• _YOUR GOAL_:
Swap every "Identify" in the rows below for "Find", then write all the lines out again with nothing else changed.

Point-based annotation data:
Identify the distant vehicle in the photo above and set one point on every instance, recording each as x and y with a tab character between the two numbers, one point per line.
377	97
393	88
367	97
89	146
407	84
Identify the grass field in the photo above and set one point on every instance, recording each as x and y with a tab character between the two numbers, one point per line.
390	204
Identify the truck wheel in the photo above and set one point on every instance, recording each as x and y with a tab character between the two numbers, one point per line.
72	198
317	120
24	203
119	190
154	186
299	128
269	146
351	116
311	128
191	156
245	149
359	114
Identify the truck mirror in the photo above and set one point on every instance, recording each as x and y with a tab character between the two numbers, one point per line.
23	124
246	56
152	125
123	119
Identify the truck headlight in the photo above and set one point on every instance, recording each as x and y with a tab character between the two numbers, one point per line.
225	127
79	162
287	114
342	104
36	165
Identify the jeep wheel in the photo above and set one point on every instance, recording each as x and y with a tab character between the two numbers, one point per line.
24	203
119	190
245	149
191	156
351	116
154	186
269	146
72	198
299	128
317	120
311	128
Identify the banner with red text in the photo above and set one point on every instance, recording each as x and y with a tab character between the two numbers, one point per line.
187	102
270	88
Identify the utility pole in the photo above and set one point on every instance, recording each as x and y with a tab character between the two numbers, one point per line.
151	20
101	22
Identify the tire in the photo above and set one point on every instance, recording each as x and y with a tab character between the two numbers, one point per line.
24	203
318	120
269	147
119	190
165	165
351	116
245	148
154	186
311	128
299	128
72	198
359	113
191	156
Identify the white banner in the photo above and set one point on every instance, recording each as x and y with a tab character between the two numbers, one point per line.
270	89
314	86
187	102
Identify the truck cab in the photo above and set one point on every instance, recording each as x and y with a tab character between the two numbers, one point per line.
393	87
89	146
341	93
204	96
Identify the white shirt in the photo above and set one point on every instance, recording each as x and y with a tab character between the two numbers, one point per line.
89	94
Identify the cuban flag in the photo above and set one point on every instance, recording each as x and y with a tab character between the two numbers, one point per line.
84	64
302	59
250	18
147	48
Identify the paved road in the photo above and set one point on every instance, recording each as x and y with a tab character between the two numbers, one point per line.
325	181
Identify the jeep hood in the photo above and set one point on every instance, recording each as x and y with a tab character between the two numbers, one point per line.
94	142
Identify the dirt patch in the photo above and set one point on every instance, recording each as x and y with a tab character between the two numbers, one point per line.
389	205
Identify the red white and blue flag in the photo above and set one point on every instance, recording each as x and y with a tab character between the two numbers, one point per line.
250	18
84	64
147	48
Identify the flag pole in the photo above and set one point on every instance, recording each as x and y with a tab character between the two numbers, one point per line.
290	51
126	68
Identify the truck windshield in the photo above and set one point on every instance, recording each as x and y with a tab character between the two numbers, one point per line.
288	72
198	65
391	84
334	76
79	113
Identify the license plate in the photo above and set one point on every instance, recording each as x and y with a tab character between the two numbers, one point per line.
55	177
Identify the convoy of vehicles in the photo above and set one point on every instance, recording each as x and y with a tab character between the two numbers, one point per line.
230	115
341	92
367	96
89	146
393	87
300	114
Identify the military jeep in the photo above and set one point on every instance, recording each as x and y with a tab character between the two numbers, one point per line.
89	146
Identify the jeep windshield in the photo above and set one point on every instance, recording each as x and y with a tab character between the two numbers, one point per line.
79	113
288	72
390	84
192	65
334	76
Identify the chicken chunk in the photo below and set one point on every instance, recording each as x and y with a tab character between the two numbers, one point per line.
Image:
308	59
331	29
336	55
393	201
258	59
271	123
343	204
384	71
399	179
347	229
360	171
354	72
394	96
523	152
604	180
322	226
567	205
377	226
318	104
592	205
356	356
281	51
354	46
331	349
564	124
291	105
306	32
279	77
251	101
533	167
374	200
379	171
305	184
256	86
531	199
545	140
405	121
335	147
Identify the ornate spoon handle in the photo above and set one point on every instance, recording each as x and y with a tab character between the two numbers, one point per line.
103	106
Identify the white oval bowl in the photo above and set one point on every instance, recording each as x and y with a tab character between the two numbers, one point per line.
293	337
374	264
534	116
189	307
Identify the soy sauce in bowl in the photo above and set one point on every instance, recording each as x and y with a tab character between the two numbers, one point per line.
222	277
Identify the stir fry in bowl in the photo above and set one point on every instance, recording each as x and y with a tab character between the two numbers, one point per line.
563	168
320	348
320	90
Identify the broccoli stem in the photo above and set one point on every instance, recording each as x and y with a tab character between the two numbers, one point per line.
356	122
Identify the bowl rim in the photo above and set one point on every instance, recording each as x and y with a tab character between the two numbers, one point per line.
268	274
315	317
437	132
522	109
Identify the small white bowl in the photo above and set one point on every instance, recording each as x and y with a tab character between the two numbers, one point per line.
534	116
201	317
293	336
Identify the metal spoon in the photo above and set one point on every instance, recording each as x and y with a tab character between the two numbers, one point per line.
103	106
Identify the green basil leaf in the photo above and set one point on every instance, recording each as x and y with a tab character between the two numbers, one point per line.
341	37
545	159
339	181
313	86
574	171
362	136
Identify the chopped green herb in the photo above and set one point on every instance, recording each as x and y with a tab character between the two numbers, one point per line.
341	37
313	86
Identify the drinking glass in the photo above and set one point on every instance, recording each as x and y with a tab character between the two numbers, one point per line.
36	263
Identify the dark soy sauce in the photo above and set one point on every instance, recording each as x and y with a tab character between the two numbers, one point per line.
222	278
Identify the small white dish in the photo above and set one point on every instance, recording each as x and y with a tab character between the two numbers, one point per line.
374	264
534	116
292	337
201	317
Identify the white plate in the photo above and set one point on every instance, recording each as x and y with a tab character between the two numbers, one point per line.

• _CORRECT RESPONSE_:
Find the distant vehicle in the photo above and set one point on every instance, recording each as x and y with a tab character between the two numbers, one point per line.
377	97
393	88
367	97
89	146
407	84
Find the grass field in the photo above and set one point on every instance, recording each as x and y with a tab character between the two numbers, one point per line.
390	204
Find the truck wheel in the photo above and set one point on every instance, recording each as x and y with a tab character between the two numbers, one point per line.
72	198
317	120
24	203
119	190
154	186
299	128
269	146
351	116
311	128
191	156
245	149
359	114
Find the truck mirror in the photo above and set one point on every instance, recording each as x and y with a tab character between the two numbers, one point per line.
23	124
246	56
152	125
123	119
Find the truck headlight in the photo above and set one point on every instance, recording each as x and y with a tab character between the two numbers, one point per line.
225	127
79	162
287	114
342	104
36	165
Find the jeep wheel in the photo above and set one point on every instance, recording each as x and y with a tab character between the two numbers, one point per line.
24	203
119	190
245	149
191	156
351	116
154	186
269	146
72	198
299	128
317	120
311	128
Find the banner with red text in the photo above and set one point on every instance, recording each as x and y with a tab character between the two numbers, one point per line.
187	102
270	88
Find the utility pole in the photo above and set one point on every instance, recording each as x and y with a tab character between the two numbers, one point per line.
151	20
101	22
Find the tire in the photo above and set one point on every instance, recording each as x and y with a tab character between the two numbers, one point per line.
24	203
318	120
269	147
119	190
165	165
351	116
245	148
154	186
311	128
299	128
72	198
359	113
191	156
Find the white banner in the photo above and set one point on every instance, recording each as x and y with a tab character between the two numbers, one point per line.
270	89
314	86
187	102
Find the truck cab in the photo above and set one point on every instance, recording each as x and y with a tab character between the two numbers, one point per line.
393	87
89	146
341	93
204	96
Find the white shirt in the photo above and set one point on every instance, recording each as x and y with a tab character between the two numbers, one point per line.
89	94
Find the cuban flag in the photo above and set one point on every instance, recording each as x and y with a tab character between the two numbers, one point per line.
84	64
302	59
250	18
147	48
Find the paved road in the photo above and set one point on every instance, recording each as x and y with a tab character between the two numbers, one point per line.
325	181
Find the jeep hood in the photo above and set one point on every instance, recording each as x and y with a tab character between the two numbers, one point per line.
94	142
Find the dirt patch in the photo above and set one point on every instance, recording each as x and y with a tab character between the two numbers, one point per line.
389	205
Find the red white and blue flag in the photo above and set one point on every instance, recording each as x and y with a tab character between the two numbers, one point per line.
250	18
84	64
147	48
Find the flag pole in the photo above and set one point on every instance, recording each as x and y with a tab character between the two numbers, one point per line.
290	51
126	68
Find the truck windshield in the photo above and set one point on every instance, recording each as x and y with a tab character between the two numbers, one point per line.
288	72
198	65
391	84
334	76
79	113
Find the license plate in the photo above and set one point on every instance, recording each as x and y with a tab character between the two numbers, one point per line.
55	177
Find the convoy of vehicles in the photo above and set one point on every instance, recording each as x and y with a tab character between the two numbers, one point per line.
230	115
341	92
367	96
89	146
393	87
300	114
Find the military jeep in the photo above and set one point on every instance, recording each as x and y with a tab character between the two numbers, one point per line.
89	146
Find the jeep windshield in the photo above and set one point on every instance, recording each as x and y with a tab character between the two numbers, one point per line.
79	113
288	72
390	84
192	65
334	76
Find the chicken chunk in the photo below and set one point on every instance, recording each as x and y with a tab character between the two numbers, one point per line.
Image:
308	59
331	29
336	55
393	201
258	59
271	123
343	204
384	71
399	179
347	229
360	171
354	72
394	96
523	152
604	180
322	226
567	205
377	226
318	104
592	205
356	356
281	51
354	46
331	349
564	124
291	105
306	32
279	77
251	101
533	167
374	200
379	171
305	184
256	86
531	199
545	140
405	121
335	147
Find the ornate spoon handle in the photo above and set one point on every instance, recording each as x and y with a tab character between the two numbers, one point per line.
103	106
Find the white oval bowl in the photo above and set one point on every instance, recording each as x and y with a tab character between the two numbers, one point per line.
293	337
374	264
534	116
189	307
Find the soy sauce in bowl in the photo above and set one point on every instance, recording each as x and y with a tab character between the two numbers, one point per line.
222	277
Find the stir fry in bowl in the photo above and set one point on every instance, recording each as x and y with a tab character between the two numbers, one point per line.
563	168
320	348
320	90
Find the broccoli stem in the photo above and set one point on every instance, recording each as x and y with a tab character between the two numbers, one point per line.
356	122
Find the bowl rim in the photo above and set one point on every instance, recording each as x and y with a tab character between the two numbers, one point per line.
268	274
315	317
437	132
522	109
Find the small white bowl in the photo above and set one point on every instance, recording each as x and y with a tab character between the two numbers, one point per line.
534	116
201	317
293	336
Find the metal spoon in the photo above and set one point on every instance, recording each as x and y with a tab character between the two numbers, one point per line.
103	106
Find the green basil leaf in the photo above and set one point on every instance, recording each as x and y with a tab character between the two numbers, one point per line.
341	37
545	159
339	181
313	86
574	171
362	136
Find the chopped green herb in the photo above and set one point on every instance, recording each as x and y with a tab character between the two numbers, one point per line.
341	37
313	86
Find the drinking glass in the photo above and set one point on every instance, recording each as x and y with a tab character between the two numbers, one point per line.
36	263
Find the dark soy sauce in the photo above and set one point on every instance, recording each as x and y with a tab character between the two numbers, one point per line.
222	278
Find the small white dish in the photo above and set one point on every instance, recording each as x and y with a tab character between the two numbers, one point per line.
374	264
534	116
292	337
201	317
Find the white plate in the photo above and set one point on every instance, recording each as x and y with a tab character between the two numbers, one point per line.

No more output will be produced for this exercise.